__Goal__
Copy out the material below, swapping each "bounding box" for "rectangle" and leaving everything else untouched.

__Material for this exercise__
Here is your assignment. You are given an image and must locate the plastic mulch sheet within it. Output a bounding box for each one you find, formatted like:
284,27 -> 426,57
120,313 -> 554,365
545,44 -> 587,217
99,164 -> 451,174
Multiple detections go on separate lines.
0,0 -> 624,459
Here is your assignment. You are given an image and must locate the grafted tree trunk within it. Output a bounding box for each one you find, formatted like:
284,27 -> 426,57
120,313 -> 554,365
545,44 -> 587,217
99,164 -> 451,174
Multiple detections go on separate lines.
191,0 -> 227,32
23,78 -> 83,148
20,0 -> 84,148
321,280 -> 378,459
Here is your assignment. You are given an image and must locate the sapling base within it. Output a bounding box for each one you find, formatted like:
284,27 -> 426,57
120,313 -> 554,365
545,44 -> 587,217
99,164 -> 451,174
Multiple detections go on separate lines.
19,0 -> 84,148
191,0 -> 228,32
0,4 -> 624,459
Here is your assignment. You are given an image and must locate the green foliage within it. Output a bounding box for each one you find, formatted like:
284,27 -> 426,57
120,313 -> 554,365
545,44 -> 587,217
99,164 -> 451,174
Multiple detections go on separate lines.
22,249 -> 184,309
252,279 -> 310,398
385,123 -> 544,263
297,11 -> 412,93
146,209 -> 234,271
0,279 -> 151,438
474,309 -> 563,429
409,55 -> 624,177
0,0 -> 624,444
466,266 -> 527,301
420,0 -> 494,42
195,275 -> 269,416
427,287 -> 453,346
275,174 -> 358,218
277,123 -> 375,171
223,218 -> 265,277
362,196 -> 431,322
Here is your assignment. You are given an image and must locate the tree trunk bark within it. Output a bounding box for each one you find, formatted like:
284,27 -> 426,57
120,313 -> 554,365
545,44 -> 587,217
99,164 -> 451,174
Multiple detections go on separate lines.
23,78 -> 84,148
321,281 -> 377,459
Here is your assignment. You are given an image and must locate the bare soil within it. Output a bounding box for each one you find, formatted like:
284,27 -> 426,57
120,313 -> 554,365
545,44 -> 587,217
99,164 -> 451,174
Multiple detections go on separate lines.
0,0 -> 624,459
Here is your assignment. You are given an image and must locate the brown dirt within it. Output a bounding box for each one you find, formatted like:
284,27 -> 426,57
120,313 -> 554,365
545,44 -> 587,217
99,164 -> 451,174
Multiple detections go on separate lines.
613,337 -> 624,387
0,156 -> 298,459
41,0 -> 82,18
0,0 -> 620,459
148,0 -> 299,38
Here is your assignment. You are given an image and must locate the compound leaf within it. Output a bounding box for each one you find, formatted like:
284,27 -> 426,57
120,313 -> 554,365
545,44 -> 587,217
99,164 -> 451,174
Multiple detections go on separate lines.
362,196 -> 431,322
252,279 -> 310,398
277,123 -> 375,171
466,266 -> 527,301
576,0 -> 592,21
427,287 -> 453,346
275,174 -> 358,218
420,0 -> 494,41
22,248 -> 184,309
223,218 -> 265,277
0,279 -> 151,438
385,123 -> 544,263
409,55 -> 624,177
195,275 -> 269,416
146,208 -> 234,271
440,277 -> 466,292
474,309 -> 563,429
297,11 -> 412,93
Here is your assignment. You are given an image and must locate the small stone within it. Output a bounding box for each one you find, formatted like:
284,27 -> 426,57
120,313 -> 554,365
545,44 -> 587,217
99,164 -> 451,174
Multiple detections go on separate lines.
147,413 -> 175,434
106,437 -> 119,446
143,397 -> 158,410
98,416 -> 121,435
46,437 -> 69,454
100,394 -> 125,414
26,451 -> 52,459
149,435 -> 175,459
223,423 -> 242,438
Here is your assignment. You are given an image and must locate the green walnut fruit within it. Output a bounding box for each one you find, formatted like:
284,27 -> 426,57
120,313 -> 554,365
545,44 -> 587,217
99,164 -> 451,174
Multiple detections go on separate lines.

__Solution to this problem__
Here is your assignment. You are given an image and must locate the plastic mulch sheet within it. Output a rectangle for each one you find, formatted like:
284,27 -> 426,57
120,313 -> 554,365
545,44 -> 587,217
99,164 -> 451,174
Multiple detections go on separate lines.
0,0 -> 624,459
Here is your assignment. You are given an image and must locate the grafted tree trunk within it. Output a rectangle for each one you find, formatted like:
284,27 -> 426,57
120,313 -> 554,365
545,44 -> 587,217
99,164 -> 451,174
Multiple detections go on separate lines.
191,0 -> 227,32
23,78 -> 83,148
20,0 -> 84,148
321,280 -> 378,459
Here is your assignment. You are given an image and must locate the sapling base within it. Output a rectangle for each one you find, formatted like:
284,27 -> 426,57
120,313 -> 554,365
545,44 -> 587,217
99,164 -> 451,174
Multiple detections go on separate lines.
19,0 -> 84,148
191,0 -> 228,32
0,4 -> 624,459
Here is your assignment. You are given an image and must locate the green foliage within it. Output a rectangle for each one you find, formatted like:
284,27 -> 426,57
120,313 -> 554,365
545,44 -> 587,217
99,164 -> 451,174
Multiple detections go on separate lines.
22,249 -> 184,309
252,279 -> 310,398
385,123 -> 544,263
297,11 -> 412,93
146,209 -> 234,271
0,279 -> 151,438
474,309 -> 563,429
409,55 -> 624,177
0,0 -> 624,444
466,266 -> 527,301
420,0 -> 494,42
195,275 -> 269,416
427,287 -> 453,346
275,174 -> 358,218
277,123 -> 375,171
223,218 -> 265,277
362,196 -> 431,322
Here is your assignment. You are given an image and must locate the tree trunk bark within it. Output a rectangle for each one you find, formatted like:
284,27 -> 426,57
120,313 -> 554,365
545,44 -> 587,217
99,164 -> 451,174
Multiple detections go on separate lines.
23,78 -> 84,148
321,281 -> 377,459
Here is your assignment. You are given an image and must locate the bare soil within it. Output a rectangle for each one you find, formatted like:
284,27 -> 426,57
120,313 -> 554,365
545,44 -> 587,217
99,164 -> 451,174
Multiple detections go on separate lines.
0,0 -> 624,459
Here is your assignment. You are given an image and must locate the brown dirt within it. Output a rectangle for each one you find, formatted like:
284,27 -> 426,57
120,313 -> 554,365
545,44 -> 587,217
99,164 -> 451,174
Multiple detections go on separate lines.
613,337 -> 624,387
0,156 -> 298,459
41,0 -> 82,18
0,0 -> 620,459
148,0 -> 299,38
Here is your assignment. You are given an image and must locate the compound leaf within it. Output a rectangle for each one you find, formatted like:
284,27 -> 426,57
120,313 -> 554,365
545,44 -> 587,217
99,164 -> 451,174
Multiple detections go on separate lines.
362,196 -> 431,322
252,279 -> 310,398
277,123 -> 375,171
466,266 -> 527,301
576,0 -> 592,21
427,287 -> 453,346
275,174 -> 358,218
420,0 -> 494,41
22,248 -> 184,309
223,218 -> 265,277
0,279 -> 151,438
385,123 -> 544,263
409,55 -> 624,177
195,275 -> 269,416
146,208 -> 234,271
440,277 -> 466,292
474,309 -> 563,429
297,11 -> 412,93
Here is your assignment. You are given an image and must locate the small stone within it. Output a rectangle for each one you find, formatted like:
284,27 -> 426,57
120,313 -> 554,365
545,44 -> 587,217
99,164 -> 451,174
Multiple detections go on separate lines.
147,413 -> 175,434
106,437 -> 119,446
143,397 -> 158,410
98,416 -> 121,435
46,437 -> 69,454
100,394 -> 125,414
26,451 -> 52,459
149,435 -> 175,459
223,423 -> 242,438
Here is your assignment. You are given an image and must locate the green walnut fruit within it. Output a rectangle for each one you find, formatted like:
284,27 -> 426,57
120,313 -> 554,365
545,44 -> 587,217
99,164 -> 451,174
Multiple detections go on separate lines.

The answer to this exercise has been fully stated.